◆ Источник ◆
'''

Другая концепция, занимающая видное место в историографических дискуссиях, связанных с нашей темой, состоит в том, что демобилизация рассматривается как политический и культурный, а не только как чисто военный и экономический процесс{13}. «Культурная демобилизация», разумеется, подразумевает возможность отказа или неспособности демобилизоваться. Случаи военизированного насилия и те условия, в которых оно было особенно кровавым, дают хорошую возможность выявить государства, регионы, движения и индивидуумов, для которых — особенно в случае поражения в конфликте — было труднее всего оставить насилие войны в прошлом, вне зависимости от того, участвовали ли они в нем непосредственно в ходе военных действий или, будучи подростками, лишь «на внутреннем фронте»{14}.[1] Спокойствие середины и конца 1920-х годов было лишь относительным и очень недолгим. Наследие послевоенного военизированного насилия, в свою очередь, задает одну из связей между двумя циклами европейского и глобального насилия — приходящимся на 1912–1923 годы и последующим, начавшимся на политическом и культурном уровне спустя десятилетие.

Настоящая книга строится на этих концепциях и их обсуждении, в то же время предлагая несколько иной подход к данному периоду по сравнению с общепринятыми. Во-первых, географический масштаб насилия требует сравнительного и транснационального анализа{15}. Мировая война, уничтожив династические империи в России, Австро-Венгрии и Османской Турции и создав «кровоточащую границу» на востоке Германии, оставила после себя «зоны дробления» (shatter zones) — большие территории, на которых вследствие исчезновения границ не осталось ни порядка, ни какой-либо определенной государственной власти{16}. По многим из этих зон — хотя и не по всем — проносились волны насилия, во всех случаях имевшие выявляемые причины, требующие анализа и сравнения{17}. Модная идея о том, что некоторые государства Европы (такие, как Россия, Югославия и Ирландия) по самой своей природе отличаются высоким уровнем насилия, в то время как другим (например, «мирному королевству» Великобритании) это не свойственно, ставит больше новых вопросов, чем снимает старых. Как признавали все историки XX века, «численность жертв» в некоторых регионах континента была намного выше, чем в других. Однако подобные сравнения остаются бессмысленными без изучения материальных, идеологических, политических и культурных факторов, объясняющих эти различия. И один из способов сделать это — изучить географию насилия, в данном случае — военизированного.

'''

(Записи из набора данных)

'''

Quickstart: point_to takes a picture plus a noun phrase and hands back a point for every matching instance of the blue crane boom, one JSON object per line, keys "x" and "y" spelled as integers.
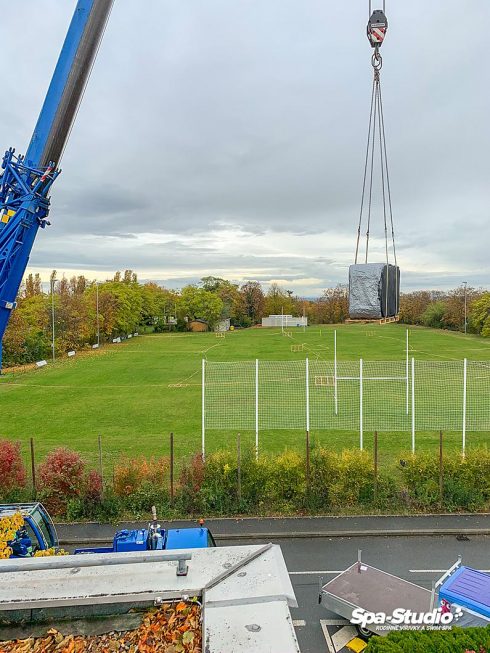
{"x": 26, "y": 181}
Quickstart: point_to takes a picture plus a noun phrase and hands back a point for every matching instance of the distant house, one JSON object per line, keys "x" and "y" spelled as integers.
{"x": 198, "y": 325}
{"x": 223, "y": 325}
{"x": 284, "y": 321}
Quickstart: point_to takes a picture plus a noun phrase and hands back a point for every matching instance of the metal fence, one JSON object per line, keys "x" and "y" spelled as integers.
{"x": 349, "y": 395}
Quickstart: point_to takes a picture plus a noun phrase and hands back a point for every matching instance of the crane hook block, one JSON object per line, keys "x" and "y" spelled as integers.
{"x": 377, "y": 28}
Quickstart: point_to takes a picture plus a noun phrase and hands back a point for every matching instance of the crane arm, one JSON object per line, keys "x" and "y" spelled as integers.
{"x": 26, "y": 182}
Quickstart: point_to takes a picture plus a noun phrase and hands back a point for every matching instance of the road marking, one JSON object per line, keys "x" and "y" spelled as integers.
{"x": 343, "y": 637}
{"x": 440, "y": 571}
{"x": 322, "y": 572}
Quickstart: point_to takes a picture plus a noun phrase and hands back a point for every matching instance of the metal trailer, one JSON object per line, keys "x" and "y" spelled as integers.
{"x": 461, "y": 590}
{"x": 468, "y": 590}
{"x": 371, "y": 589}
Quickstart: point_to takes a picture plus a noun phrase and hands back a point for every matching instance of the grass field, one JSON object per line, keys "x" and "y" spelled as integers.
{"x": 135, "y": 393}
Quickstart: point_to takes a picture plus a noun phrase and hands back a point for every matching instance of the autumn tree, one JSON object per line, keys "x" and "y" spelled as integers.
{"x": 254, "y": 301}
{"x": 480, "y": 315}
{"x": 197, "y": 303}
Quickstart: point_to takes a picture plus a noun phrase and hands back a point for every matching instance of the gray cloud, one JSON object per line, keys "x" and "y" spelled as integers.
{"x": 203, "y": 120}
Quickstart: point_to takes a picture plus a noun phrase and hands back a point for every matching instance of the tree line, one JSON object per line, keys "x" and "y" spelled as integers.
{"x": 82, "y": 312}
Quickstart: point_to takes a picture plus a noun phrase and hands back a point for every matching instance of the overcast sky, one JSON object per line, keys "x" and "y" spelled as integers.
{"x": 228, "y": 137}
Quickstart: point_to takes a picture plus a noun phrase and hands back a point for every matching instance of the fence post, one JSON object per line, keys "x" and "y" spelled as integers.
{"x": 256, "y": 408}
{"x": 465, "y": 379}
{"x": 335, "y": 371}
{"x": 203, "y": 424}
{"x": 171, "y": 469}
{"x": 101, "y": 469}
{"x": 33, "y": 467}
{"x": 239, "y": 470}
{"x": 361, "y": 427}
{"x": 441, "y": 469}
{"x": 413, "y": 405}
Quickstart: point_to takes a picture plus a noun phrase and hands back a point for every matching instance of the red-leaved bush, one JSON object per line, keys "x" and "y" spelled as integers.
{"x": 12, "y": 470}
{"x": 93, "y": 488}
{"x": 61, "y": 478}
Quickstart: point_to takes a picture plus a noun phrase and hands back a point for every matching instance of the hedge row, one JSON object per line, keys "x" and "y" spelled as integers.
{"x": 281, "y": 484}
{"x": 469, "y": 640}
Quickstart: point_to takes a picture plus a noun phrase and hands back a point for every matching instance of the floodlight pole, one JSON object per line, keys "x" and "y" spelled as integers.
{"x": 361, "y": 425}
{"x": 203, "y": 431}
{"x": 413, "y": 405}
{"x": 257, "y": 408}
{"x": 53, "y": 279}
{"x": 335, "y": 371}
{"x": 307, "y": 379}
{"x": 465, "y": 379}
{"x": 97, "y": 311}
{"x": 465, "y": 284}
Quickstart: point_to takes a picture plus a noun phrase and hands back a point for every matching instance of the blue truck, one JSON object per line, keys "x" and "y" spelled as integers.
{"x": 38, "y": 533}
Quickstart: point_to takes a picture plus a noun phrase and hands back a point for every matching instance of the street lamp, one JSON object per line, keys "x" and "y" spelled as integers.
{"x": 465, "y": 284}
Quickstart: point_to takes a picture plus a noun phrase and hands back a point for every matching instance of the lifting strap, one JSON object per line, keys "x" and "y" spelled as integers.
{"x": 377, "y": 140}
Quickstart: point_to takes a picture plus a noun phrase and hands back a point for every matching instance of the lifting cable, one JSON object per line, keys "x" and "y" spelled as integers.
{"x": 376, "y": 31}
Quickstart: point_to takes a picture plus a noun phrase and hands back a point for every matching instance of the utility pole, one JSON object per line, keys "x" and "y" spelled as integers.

'''

◆ Задание ◆
Ответьте по источнику о военизированном насилии:
1. На какие годы приходится первый цикл европейского и глобального насилия?
2. В каких странах мировая война уничтожила династические империи?
3. Какие государства приведены как примеры тех, что, согласно модной идее, по своей природе отличаются высоким уровнем насилия?

◆ Разбор решения ◆
1. На 1912–1923 годы.
2. В России, Австро-Венгрии и Османской Турции.
3. Россия, Югославия и Ирландия.